要做的事 → 列出下面条目中所有含有字符串“patch”的行，每行完整抄出。

使用数据 →

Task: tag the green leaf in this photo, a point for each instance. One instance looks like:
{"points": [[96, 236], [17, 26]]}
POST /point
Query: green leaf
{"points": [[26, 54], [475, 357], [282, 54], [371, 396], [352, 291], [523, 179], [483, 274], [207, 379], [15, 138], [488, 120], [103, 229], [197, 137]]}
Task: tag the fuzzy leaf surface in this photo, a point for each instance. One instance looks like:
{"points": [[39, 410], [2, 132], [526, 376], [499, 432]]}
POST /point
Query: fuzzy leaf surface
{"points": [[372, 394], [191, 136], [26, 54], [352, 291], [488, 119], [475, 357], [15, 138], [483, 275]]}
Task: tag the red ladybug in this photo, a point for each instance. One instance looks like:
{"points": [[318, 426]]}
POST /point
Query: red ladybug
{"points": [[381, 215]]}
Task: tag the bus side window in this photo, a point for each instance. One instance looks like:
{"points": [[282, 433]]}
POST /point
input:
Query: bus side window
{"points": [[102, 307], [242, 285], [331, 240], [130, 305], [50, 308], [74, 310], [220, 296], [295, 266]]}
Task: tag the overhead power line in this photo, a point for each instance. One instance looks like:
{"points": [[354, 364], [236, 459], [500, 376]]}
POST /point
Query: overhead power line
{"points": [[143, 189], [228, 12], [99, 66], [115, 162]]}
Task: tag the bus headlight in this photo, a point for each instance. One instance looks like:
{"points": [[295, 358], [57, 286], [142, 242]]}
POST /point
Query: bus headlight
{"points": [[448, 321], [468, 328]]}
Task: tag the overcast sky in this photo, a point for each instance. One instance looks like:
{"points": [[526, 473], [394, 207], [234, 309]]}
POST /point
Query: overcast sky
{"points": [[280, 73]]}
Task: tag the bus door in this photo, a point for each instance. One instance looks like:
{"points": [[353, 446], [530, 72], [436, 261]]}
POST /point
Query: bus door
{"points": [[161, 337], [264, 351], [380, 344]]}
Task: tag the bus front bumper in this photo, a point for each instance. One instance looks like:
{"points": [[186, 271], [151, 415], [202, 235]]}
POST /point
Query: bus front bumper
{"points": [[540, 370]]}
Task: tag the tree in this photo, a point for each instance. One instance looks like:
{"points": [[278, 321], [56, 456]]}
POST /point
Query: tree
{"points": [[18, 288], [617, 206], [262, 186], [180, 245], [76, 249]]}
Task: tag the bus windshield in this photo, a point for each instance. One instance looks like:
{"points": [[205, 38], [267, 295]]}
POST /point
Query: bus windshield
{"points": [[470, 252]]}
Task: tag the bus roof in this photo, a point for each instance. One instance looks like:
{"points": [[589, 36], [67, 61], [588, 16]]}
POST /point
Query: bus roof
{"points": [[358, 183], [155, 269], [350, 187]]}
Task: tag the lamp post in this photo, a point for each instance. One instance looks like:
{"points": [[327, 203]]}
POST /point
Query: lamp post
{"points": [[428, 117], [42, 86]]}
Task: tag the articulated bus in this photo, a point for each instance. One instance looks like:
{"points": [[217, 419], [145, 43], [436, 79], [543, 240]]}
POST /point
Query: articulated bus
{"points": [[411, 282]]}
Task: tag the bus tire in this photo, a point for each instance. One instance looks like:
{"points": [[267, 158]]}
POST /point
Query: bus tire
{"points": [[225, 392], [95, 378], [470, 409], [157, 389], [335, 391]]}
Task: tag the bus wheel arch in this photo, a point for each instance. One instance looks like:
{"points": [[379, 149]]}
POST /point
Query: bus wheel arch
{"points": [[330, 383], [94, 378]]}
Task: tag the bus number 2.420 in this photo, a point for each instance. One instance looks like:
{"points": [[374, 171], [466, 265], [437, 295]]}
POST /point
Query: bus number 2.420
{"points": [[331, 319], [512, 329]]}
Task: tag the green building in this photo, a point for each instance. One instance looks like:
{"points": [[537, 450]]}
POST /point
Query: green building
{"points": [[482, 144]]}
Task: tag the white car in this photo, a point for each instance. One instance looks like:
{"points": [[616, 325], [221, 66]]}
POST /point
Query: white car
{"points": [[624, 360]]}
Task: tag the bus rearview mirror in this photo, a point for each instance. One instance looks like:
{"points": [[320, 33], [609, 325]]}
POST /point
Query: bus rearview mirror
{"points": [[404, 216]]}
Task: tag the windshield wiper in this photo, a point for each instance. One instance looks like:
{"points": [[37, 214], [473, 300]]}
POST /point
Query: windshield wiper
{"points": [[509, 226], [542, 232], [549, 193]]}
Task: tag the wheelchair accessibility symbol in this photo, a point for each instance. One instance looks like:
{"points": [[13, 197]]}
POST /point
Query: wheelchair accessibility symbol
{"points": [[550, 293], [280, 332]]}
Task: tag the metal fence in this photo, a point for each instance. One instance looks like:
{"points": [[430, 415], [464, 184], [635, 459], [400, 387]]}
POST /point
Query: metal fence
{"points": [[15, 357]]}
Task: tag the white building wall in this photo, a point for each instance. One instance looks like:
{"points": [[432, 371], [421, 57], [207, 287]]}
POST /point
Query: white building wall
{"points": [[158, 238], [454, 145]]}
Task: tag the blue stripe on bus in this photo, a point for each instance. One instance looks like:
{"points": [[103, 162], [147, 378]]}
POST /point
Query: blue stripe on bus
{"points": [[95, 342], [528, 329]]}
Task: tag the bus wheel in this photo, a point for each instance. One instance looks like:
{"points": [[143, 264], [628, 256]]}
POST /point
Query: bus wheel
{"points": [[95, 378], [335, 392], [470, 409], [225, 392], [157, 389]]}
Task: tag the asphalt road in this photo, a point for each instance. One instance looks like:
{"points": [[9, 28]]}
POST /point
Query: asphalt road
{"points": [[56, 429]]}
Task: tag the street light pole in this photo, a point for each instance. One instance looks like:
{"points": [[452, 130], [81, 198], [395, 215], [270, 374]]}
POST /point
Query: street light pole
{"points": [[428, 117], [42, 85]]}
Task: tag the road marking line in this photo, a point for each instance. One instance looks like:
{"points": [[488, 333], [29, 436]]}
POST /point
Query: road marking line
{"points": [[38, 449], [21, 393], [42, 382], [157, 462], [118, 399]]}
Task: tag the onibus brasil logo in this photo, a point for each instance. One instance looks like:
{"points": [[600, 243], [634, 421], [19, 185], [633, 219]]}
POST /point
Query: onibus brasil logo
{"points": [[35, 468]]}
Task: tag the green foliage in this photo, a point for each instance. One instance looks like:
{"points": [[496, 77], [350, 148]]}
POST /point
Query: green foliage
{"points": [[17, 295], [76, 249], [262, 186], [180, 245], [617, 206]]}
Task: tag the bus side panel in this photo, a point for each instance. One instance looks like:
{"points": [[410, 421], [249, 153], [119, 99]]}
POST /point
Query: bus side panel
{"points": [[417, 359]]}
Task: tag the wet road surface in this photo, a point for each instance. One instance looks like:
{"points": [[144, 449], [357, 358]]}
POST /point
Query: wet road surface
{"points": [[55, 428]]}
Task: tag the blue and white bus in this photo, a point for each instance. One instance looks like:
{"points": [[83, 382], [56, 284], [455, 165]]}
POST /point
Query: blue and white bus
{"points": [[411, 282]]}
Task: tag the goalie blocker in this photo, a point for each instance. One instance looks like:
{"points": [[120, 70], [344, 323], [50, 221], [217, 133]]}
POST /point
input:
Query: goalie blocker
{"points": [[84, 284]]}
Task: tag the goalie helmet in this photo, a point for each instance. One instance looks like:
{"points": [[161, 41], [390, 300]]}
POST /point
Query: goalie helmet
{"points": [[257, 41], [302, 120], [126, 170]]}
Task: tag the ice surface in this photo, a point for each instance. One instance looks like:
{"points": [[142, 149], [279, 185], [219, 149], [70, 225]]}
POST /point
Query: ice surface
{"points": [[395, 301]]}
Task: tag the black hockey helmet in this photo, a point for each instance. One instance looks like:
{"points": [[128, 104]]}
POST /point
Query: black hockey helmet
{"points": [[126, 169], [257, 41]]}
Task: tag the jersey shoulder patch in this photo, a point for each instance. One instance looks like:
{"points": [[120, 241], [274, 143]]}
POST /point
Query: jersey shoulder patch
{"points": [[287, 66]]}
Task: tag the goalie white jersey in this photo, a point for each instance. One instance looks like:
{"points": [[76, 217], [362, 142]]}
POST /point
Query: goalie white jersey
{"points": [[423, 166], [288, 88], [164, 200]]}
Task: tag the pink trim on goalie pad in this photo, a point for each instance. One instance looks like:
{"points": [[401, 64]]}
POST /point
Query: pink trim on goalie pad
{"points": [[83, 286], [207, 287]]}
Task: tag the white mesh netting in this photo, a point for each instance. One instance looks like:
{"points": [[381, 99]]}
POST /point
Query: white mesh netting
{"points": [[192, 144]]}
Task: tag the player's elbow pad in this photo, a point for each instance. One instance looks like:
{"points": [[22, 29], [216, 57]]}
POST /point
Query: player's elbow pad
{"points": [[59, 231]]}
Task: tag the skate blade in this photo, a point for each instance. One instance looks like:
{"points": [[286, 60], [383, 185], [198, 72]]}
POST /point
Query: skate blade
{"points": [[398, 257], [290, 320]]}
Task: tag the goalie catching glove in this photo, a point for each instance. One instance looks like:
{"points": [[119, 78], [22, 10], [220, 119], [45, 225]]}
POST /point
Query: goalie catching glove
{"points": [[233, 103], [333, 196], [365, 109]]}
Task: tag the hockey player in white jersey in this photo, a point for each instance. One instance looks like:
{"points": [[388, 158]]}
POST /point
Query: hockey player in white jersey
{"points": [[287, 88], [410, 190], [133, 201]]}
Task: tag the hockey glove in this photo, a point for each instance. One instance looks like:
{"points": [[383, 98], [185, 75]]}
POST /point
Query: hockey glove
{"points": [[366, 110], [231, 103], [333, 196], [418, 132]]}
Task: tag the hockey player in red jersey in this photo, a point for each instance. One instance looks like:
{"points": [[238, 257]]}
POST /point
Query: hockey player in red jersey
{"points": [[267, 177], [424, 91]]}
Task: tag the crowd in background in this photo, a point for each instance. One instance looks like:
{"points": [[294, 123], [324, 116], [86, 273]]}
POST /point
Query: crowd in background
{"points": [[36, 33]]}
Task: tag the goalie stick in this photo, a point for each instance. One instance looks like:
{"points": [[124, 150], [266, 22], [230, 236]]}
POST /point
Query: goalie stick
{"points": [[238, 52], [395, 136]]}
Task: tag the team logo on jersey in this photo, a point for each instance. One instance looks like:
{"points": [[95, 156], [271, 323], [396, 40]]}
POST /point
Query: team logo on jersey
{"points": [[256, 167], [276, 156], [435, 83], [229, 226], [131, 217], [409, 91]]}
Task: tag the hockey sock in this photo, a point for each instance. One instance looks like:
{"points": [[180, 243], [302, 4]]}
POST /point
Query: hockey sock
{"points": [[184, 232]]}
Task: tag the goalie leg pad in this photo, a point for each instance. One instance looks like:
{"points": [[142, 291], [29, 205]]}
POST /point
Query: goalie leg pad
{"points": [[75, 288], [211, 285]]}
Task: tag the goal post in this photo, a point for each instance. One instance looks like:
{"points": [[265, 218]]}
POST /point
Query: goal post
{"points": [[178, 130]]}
--
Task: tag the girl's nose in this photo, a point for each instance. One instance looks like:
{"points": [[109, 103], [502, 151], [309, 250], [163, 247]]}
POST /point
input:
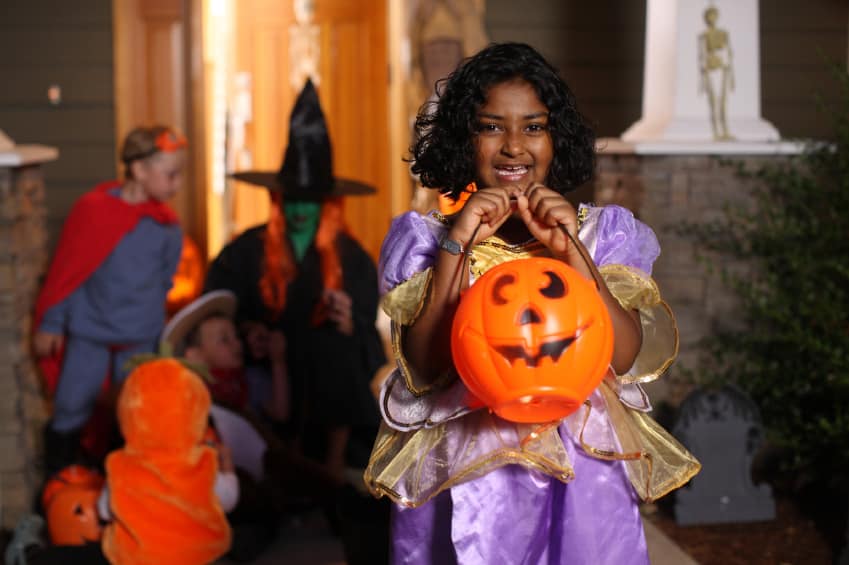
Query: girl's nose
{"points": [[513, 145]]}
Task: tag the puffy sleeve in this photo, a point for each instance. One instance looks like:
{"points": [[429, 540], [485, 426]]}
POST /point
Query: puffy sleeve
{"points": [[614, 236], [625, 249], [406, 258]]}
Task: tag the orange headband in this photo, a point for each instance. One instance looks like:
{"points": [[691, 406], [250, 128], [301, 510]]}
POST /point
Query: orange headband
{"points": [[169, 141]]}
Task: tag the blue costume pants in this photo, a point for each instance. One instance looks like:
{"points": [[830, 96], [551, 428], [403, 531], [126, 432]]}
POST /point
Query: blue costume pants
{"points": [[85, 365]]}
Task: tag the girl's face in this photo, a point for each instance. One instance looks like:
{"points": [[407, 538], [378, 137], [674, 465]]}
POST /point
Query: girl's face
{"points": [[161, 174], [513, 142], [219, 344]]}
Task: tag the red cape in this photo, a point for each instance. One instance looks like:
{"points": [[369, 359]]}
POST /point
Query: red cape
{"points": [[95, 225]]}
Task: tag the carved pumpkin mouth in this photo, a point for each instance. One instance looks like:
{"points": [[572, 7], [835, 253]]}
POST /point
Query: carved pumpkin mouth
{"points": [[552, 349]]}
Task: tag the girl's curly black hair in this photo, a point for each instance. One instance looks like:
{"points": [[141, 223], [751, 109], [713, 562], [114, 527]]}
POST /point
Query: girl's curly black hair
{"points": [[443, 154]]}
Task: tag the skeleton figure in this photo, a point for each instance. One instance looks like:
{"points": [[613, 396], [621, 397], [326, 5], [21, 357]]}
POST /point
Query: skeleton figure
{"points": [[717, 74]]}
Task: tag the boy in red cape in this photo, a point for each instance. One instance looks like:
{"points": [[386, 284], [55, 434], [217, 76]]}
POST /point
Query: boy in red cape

作答 →
Task: tag the jersey shoulder patch in this photo, a point for each instance. One instance looks like:
Query: jersey shoulder patch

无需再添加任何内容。